## Objective 1
Starting at the first line of the records and stopping after the line that contains "Give the outline of every instance of the work", give those lines as a JSON list of strings, one string per line, with blank lines left out.

== Page text

It’s the final concert of the Boston Symphony Orchestra season at Tanglewood, the dramatic opening notes to Beethoven’s 9th symphony flood the lawn. Its one of those ideal days at Tanglewood. The sky is such a perfectly clear, soft blue, punctuated with fluffy white clouds that it’s almost like sitting inside a Tiffany box. There is a light breeze and, while the lawn is crowded everyone is happily sharing the grounds. Sleeping on the blankets or sharing champagne and cheese with friends. There are also thousands of seated audience members inside the shed, but one of my favorite traditions over the seven summers I’ve spent on staff of the Boston Symphony is to spend this particular Sunday afternoon on the lawn. Soaking in the sun and reflecting on the summer that’s gone by.

Today though, it’s so blissfully serene that all I can think is –What  the fuck have I done?

This is my final BSO concert as an employee of the orchestra. I will work a few more days and one more concert with the Boston Pops, but today feels symbolic. I know I’ve made the right decision. With profits from selling the house I inherited I paid off all my debt and have a bit of money in the bank to support myself for a while. My job is constantly thrilling, but also demanding. I am single and, assuming I live have a normal lifespan, I’m at its exact middle point. So it seemed like a time to blow it all up.

In less than three weeks, I leave for Nepal. I will see the sight that’s fascinated my entire life – Mount Everest. I will not be climbing it, of course, but even looking at it from below seemed completely out of reach. It still does. I periodically have to look at my credit card statement to see that since I’ve paid for the trip, I must actually be taking it.

I don’t know what the future holds. I’m pretty certain its more beautiful afternoons on the Tanglewood lawn. I really hope so, ever though I’ll be just as a regular ticket holder, not an insider. But beyond that I have no idea. I know what I want to do first is connect with the outdoors for a while. I’m a city girl at heart and I love the pace and energy of the Big Apple, where I shall hang my hat when this trip is over, but nothing gives perspective like being outside in nature.

The Tanglewood Festival Chorus is singing the exhilarating chorus and I am filled with optimism about what comes next.  I’m going to be singing this as I trek my way through the mountains (actually – I’ll probably be huffing, puffing, and swearing under my breath, but I like to think I’ll be singing….)  All creatures drink of joy At natures breast. Just and unjust Alike taste of her gift; She gave us kisses and the fruit of the vine, A tried friend to the end.

====
== Records supplied

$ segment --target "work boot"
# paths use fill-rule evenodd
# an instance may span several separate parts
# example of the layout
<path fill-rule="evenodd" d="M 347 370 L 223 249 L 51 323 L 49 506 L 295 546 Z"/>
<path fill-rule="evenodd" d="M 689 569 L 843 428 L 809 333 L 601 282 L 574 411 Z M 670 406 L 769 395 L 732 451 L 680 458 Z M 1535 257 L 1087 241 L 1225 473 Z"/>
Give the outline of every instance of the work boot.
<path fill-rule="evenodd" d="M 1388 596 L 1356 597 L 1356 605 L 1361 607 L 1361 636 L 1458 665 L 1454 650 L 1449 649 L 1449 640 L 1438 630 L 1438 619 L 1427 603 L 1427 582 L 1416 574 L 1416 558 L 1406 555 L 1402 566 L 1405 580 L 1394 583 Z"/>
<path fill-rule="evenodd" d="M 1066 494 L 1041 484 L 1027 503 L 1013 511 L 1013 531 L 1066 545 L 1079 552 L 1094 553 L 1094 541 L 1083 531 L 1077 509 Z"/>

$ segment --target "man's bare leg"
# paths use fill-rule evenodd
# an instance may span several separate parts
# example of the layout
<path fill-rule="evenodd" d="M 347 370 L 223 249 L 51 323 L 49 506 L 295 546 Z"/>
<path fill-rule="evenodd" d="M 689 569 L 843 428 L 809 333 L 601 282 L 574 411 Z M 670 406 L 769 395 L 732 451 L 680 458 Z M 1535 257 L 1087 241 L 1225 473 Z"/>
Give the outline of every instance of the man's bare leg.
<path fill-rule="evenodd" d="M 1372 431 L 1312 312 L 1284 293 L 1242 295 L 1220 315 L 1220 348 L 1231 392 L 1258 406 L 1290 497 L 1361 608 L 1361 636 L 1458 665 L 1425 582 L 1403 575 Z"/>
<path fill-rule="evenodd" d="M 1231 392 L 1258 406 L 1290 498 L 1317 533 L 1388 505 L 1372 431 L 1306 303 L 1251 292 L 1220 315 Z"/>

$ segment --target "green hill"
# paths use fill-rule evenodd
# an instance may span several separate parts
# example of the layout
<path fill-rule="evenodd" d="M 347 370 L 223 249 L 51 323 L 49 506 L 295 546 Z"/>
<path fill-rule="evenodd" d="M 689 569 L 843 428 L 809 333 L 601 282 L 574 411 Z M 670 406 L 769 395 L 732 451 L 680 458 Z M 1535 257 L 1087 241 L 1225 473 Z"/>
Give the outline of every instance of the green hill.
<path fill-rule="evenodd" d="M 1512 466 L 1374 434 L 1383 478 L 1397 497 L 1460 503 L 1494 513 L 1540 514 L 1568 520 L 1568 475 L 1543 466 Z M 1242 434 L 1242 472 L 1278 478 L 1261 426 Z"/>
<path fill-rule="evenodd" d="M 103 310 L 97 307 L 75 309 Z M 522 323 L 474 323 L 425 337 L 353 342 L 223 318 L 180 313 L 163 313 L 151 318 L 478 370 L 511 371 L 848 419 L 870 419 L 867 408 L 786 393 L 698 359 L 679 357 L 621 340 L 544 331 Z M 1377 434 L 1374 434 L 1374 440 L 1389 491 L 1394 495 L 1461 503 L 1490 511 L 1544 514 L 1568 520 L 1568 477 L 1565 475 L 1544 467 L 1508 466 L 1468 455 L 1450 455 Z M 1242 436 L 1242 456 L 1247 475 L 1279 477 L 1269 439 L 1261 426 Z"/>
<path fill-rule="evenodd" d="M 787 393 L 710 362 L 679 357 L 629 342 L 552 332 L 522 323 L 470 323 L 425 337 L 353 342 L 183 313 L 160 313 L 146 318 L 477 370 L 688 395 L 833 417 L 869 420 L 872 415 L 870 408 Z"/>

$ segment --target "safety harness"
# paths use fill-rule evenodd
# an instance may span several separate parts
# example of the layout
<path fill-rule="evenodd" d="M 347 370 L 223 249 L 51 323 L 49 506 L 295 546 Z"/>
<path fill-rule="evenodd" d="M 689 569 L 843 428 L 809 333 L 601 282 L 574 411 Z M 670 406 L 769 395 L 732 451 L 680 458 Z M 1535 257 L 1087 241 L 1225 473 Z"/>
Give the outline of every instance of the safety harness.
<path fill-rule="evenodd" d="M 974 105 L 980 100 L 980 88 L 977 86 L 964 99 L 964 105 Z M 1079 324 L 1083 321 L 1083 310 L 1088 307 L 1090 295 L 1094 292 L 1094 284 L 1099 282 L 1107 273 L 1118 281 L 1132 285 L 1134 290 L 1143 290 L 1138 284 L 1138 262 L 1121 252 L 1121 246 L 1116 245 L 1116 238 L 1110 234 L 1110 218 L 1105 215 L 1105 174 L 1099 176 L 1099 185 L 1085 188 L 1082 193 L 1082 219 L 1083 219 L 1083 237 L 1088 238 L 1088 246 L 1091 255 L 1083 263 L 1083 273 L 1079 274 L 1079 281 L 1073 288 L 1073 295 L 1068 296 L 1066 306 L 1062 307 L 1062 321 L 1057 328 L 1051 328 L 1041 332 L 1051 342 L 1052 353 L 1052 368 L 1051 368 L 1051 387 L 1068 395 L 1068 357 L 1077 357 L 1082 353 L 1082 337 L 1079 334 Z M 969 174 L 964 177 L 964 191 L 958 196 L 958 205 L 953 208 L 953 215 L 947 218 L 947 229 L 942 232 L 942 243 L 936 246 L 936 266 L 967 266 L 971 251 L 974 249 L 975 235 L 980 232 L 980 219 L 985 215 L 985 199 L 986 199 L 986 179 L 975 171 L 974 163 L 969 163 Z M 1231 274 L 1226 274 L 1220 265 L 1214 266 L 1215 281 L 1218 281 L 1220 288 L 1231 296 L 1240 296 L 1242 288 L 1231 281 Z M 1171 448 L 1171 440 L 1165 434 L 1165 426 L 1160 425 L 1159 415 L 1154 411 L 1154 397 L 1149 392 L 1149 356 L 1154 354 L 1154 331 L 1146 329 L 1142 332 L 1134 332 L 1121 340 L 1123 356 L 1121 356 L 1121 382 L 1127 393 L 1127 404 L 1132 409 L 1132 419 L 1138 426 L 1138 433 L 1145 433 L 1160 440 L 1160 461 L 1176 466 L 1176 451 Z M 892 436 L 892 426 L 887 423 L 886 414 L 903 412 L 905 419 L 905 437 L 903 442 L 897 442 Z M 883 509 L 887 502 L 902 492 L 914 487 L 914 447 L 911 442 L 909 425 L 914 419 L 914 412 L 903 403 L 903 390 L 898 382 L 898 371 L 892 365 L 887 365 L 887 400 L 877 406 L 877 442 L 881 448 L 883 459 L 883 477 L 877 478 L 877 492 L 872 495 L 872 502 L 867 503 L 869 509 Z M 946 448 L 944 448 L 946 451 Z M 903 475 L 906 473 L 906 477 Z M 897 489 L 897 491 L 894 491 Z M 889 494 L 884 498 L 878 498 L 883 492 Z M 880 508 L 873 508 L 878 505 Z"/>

====

## Objective 2
Tell whether each statement agrees with the text about the last Tanglewood concert of the season. Answer yes or no, and quote the words that decide it. (a) The writer has spent seven summers on the staff of the Boston Symphony. (b) The writer intends to climb Mount Everest. (c) The writer will live in Boston once the trip is over.

## Full answer 1
[
  "$ segment --target \"work boot\"",
  "# paths use fill-rule evenodd",
  "# an instance may span several separate parts",
  "# example of the layout",
  "<path fill-rule=\"evenodd\" d=\"M 347 370 L 223 249 L 51 323 L 49 506 L 295 546 Z\"/>",
  "<path fill-rule=\"evenodd\" d=\"M 689 569 L 843 428 L 809 333 L 601 282 L 574 411 Z M 670 406 L 769 395 L 732 451 L 680 458 Z M 1535 257 L 1087 241 L 1225 473 Z\"/>",
  "Give the outline of every instance of the work boot."
]

## Full answer 2
(a) Yes: "over the seven summers I’ve spent on staff of the Boston Symphony"
(b) No: "I will not be climbing it, of course"
(c) No: "the Big Apple, where I shall hang my hat when this trip is over"